**Instructions for the task**. Give the entries again, word for word.

Stored items
====================
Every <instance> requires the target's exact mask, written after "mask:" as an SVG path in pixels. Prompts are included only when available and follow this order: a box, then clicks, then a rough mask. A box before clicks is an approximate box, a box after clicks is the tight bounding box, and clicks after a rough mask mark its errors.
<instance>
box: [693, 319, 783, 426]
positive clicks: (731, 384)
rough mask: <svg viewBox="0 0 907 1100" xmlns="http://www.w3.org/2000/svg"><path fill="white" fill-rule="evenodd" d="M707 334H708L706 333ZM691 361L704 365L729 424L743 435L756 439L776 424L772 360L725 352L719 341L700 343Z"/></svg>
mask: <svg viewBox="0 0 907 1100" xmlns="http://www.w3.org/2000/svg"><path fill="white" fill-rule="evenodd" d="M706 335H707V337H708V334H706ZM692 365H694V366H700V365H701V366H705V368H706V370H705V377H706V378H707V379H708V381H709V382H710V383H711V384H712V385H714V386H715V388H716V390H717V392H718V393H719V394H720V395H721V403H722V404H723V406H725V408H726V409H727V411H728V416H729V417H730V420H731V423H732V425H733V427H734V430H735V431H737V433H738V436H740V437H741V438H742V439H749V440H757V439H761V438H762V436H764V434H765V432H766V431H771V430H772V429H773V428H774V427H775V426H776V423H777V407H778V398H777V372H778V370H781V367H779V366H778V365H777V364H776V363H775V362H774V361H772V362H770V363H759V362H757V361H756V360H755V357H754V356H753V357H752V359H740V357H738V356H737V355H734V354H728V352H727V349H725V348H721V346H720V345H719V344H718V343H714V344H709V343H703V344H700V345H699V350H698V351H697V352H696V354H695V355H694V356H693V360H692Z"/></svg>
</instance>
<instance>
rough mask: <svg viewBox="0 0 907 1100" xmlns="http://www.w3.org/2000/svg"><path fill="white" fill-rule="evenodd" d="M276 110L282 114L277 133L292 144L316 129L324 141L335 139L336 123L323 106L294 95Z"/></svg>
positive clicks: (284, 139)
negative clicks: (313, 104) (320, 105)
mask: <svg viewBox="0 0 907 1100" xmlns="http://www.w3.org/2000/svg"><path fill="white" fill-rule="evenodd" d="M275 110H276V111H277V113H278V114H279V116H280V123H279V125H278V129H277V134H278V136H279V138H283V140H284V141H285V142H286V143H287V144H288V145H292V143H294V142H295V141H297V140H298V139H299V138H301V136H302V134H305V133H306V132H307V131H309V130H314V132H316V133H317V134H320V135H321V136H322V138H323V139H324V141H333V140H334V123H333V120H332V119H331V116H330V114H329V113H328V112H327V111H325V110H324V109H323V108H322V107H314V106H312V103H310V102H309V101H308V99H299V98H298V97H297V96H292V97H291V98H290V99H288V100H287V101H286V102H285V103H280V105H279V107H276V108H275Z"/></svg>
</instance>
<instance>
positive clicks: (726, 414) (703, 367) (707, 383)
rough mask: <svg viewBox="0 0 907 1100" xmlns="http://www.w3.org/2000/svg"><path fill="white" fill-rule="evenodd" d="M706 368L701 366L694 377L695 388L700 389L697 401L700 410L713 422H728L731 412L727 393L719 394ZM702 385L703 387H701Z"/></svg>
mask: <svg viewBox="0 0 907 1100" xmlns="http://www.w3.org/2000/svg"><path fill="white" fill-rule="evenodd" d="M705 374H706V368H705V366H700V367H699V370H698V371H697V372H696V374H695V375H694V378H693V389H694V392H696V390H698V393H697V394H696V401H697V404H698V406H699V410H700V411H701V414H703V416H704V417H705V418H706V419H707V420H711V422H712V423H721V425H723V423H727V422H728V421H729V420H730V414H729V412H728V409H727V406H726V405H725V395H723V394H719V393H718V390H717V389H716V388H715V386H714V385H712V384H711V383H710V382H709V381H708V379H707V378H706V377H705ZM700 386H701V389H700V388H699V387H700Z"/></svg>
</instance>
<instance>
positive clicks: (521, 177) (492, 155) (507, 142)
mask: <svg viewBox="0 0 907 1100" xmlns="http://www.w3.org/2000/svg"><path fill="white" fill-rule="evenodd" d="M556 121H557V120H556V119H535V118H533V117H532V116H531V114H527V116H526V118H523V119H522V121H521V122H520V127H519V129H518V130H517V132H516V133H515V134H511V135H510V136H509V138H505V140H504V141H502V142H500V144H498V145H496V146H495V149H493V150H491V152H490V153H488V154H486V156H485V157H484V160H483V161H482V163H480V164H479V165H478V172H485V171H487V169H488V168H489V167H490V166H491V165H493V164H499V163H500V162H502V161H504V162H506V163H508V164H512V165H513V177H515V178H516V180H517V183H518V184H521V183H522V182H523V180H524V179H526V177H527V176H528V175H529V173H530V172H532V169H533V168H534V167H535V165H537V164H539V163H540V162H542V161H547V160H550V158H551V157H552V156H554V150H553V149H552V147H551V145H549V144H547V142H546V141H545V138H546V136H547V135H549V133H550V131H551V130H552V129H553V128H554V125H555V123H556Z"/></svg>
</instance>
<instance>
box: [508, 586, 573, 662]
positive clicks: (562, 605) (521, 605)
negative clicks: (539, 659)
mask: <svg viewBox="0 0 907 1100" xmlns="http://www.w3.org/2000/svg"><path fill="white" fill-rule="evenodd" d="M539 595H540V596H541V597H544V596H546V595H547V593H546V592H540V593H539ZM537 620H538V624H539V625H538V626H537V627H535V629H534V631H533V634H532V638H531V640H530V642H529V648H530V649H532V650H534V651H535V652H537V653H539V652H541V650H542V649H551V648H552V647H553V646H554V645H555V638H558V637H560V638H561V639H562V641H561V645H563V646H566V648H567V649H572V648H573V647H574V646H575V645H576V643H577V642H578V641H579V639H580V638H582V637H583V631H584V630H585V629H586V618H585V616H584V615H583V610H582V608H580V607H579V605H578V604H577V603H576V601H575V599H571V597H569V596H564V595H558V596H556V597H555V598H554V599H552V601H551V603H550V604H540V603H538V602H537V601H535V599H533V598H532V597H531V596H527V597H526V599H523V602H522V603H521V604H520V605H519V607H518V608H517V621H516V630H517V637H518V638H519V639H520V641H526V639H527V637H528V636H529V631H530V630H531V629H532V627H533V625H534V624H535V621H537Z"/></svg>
====================
**Solution to this exercise**.
Every <instance> requires the target's exact mask, written after "mask:" as an SVG path in pixels. Prompts are included only when available and follow this order: a box, then clicks, then a rough mask. A box before clicks is an approximate box, a box after clicks is the tight bounding box, and clicks after a rough mask mark its errors.
<instance>
box: [693, 319, 783, 426]
positive clicks: (731, 384)
rough mask: <svg viewBox="0 0 907 1100" xmlns="http://www.w3.org/2000/svg"><path fill="white" fill-rule="evenodd" d="M707 334H708L706 333ZM691 361L704 365L729 424L743 435L756 439L776 424L772 360L725 352L719 341L700 343Z"/></svg>
mask: <svg viewBox="0 0 907 1100" xmlns="http://www.w3.org/2000/svg"><path fill="white" fill-rule="evenodd" d="M706 335H707V337H708V334H706ZM692 365H694V366H700V365H701V366H705V368H706V370H705V377H706V378H707V379H708V381H709V382H710V383H711V384H712V385H714V386H715V388H716V390H717V392H718V393H719V394H720V395H721V403H722V404H723V406H725V408H726V409H727V411H728V416H729V417H730V420H731V423H732V425H733V427H734V430H735V431H737V433H738V436H740V437H741V438H742V439H749V440H757V439H761V438H762V436H764V434H765V432H766V431H771V430H772V429H773V428H774V427H775V426H776V423H777V407H778V398H777V372H778V370H781V367H779V366H778V365H777V364H776V363H775V362H774V361H772V362H770V363H759V362H757V361H756V360H755V357H754V356H753V357H752V359H740V357H738V356H737V355H734V354H728V352H727V349H725V348H721V346H720V345H719V344H718V343H714V344H709V343H703V344H700V345H699V350H698V351H697V352H696V354H695V355H694V356H693V360H692Z"/></svg>
</instance>
<instance>
rough mask: <svg viewBox="0 0 907 1100" xmlns="http://www.w3.org/2000/svg"><path fill="white" fill-rule="evenodd" d="M276 110L282 114L277 133L292 144L316 129L324 141L335 139L336 123L323 106L294 95Z"/></svg>
positive clicks: (284, 139)
negative clicks: (313, 104) (320, 105)
mask: <svg viewBox="0 0 907 1100" xmlns="http://www.w3.org/2000/svg"><path fill="white" fill-rule="evenodd" d="M275 110H276V111H277V113H278V114H279V116H280V123H279V125H278V129H277V134H278V136H279V138H283V140H284V141H285V142H286V143H287V144H288V145H292V143H294V142H295V141H297V140H298V139H299V138H301V136H302V134H305V133H306V132H307V131H309V130H314V132H316V133H317V134H320V135H321V136H322V138H323V139H324V141H333V140H334V123H333V120H332V119H331V116H330V114H329V113H328V112H327V111H325V110H324V109H323V108H322V107H314V106H312V103H310V102H309V101H308V99H299V98H298V97H297V96H292V97H291V98H290V99H288V100H287V101H286V102H285V103H280V105H279V107H276V108H275Z"/></svg>
</instance>
<instance>
positive clicks: (726, 414) (703, 367) (707, 383)
rough mask: <svg viewBox="0 0 907 1100" xmlns="http://www.w3.org/2000/svg"><path fill="white" fill-rule="evenodd" d="M706 368L701 366L694 377L695 388L700 389L697 401L700 410L713 422H728L731 412L727 393L719 394ZM702 385L703 387H701Z"/></svg>
mask: <svg viewBox="0 0 907 1100" xmlns="http://www.w3.org/2000/svg"><path fill="white" fill-rule="evenodd" d="M705 374H706V368H705V366H700V367H699V370H698V371H697V372H696V374H695V375H694V378H693V389H694V392H696V390H698V393H697V394H696V401H697V404H698V406H699V410H700V411H701V414H703V416H704V417H705V418H706V419H707V420H711V422H712V423H721V425H723V423H727V422H728V421H729V420H730V414H729V412H728V409H727V406H726V405H725V395H723V394H719V393H718V390H717V389H716V388H715V386H714V385H712V384H711V383H710V382H709V381H708V379H707V378H706V377H705ZM700 386H701V389H700V388H699V387H700Z"/></svg>
</instance>
<instance>
positive clicks: (521, 177) (492, 155) (507, 142)
mask: <svg viewBox="0 0 907 1100" xmlns="http://www.w3.org/2000/svg"><path fill="white" fill-rule="evenodd" d="M556 121H557V120H556V119H535V118H533V117H532V116H531V114H527V116H526V118H523V119H522V121H521V122H520V127H519V129H518V130H517V132H516V133H515V134H511V135H510V136H509V138H505V140H504V141H502V142H500V144H498V145H496V146H495V149H493V150H491V152H490V153H488V154H486V156H485V157H484V160H483V161H482V163H480V164H479V165H478V172H485V171H487V169H488V168H489V167H490V166H491V165H493V164H499V163H500V162H502V161H504V162H506V163H508V164H512V165H513V177H515V178H516V180H517V183H518V184H521V183H522V182H523V180H524V179H526V177H527V176H528V175H529V173H530V172H532V169H533V168H534V167H535V165H537V164H539V163H540V162H542V161H547V160H550V158H551V157H552V156H554V150H553V149H552V147H551V145H549V144H547V142H546V141H545V138H546V136H547V135H549V133H550V131H551V130H552V129H553V128H554V125H555V123H556Z"/></svg>
</instance>
<instance>
box: [508, 586, 573, 662]
positive clicks: (562, 605) (521, 605)
negative clicks: (539, 659)
mask: <svg viewBox="0 0 907 1100" xmlns="http://www.w3.org/2000/svg"><path fill="white" fill-rule="evenodd" d="M539 595H540V596H541V597H544V596H546V595H547V593H546V592H540V593H539ZM537 620H538V624H539V625H538V626H537V627H535V629H534V631H533V634H532V638H531V640H530V642H529V648H530V649H532V650H534V651H535V652H537V653H539V652H541V650H542V649H551V648H552V647H553V646H554V645H555V638H558V637H560V638H561V639H562V641H561V645H563V646H566V648H567V649H572V648H573V647H574V646H575V645H576V643H577V642H578V641H579V639H580V638H582V637H583V631H584V630H585V629H586V618H585V616H584V615H583V610H582V608H580V607H579V605H578V604H577V603H576V601H575V599H571V597H569V596H564V595H558V596H556V597H555V598H554V599H552V601H551V603H550V604H540V603H538V602H537V601H535V599H533V598H532V597H531V596H527V597H526V599H523V602H522V603H521V604H520V605H519V607H518V608H517V621H516V630H517V637H518V638H519V639H520V641H526V639H527V637H528V636H529V631H530V630H531V629H532V627H533V625H534V624H535V621H537Z"/></svg>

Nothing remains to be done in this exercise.